**What you will do:**
**1.** According to the text on ribbed knits, what average total porosity do the lyocell rib knitwear samples have?
**2.** Recast as a Markdown table the part of the records that opens with the line containing "Could you please indicate the rear" and runs through the end of the records. Use the columns No. and Line, with one row per line and blank lines left out.

**Text:**
^^^^^^^^
After wet processing, all tested ribbed knit samples are thinner, have a higher bulk density, and lower porosity (Table 3). At the same time, rib knitwear samples made of lyocell fibers have a lower average bulk density (0.22 ± 0.01 g/m3) and a higher average total porosity (85.53 ± 0.82%) compared to knitted fabrics made of viscose fibers (0.33 ± 0.08 g/m3 and 78.26 ± 5.64%, respectively), making them more comfortable to wear in direct contact with the skin.
Figure 2 shows that the percentage increase in bulk density after wet processing is greater for the viscose knit samples (20.31–75.75%) compared to the lyocell knit samples (5.92–26.81%). There is also a lower percentage decrease in bulk density for lyocell knitwear (up to 3.76%) compared to viscose knitwear (up to 14.27%). This indicates greater stability and uniformity in the structure of rib knits made from lyocell fibers compared to viscose knits, which can also be associated with a more uniform structure, surface, and cross-sectional shape of lyocell fibers.
^^^^^^^^
**Data extract:**

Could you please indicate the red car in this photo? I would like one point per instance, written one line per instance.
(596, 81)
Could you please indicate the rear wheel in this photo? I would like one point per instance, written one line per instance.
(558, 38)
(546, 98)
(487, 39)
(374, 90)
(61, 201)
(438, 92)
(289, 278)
^^^^^^^^
**Results of the exercise:**
**1.** 85.53 ± 0.82%

**2.**
| No. | Line |
|---|---|
| 1 | Could you please indicate the rear wheel in this photo? I would like one point per instance, written one line per instance. |
| 2 | (558, 38) |
| 3 | (546, 98) |
| 4 | (487, 39) |
| 5 | (374, 90) |
| 6 | (61, 201) |
| 7 | (438, 92) |
| 8 | (289, 278) |